- _TASK GOAL_: Every record, from the first to the last, is to be printed again exactly.

- _DATASET CONTENT_:
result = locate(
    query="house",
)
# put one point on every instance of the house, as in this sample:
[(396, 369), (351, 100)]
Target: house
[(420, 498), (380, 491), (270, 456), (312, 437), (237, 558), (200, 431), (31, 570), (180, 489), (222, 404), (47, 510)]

- _ANSWER BOX_:
result = locate(
    query="house",
)
# put one point on every instance of the house, as in this sample:
[(396, 369), (351, 100)]
Target: house
[(420, 498), (380, 491), (270, 456), (312, 437), (237, 558), (200, 431), (31, 570), (180, 489), (222, 404), (47, 510)]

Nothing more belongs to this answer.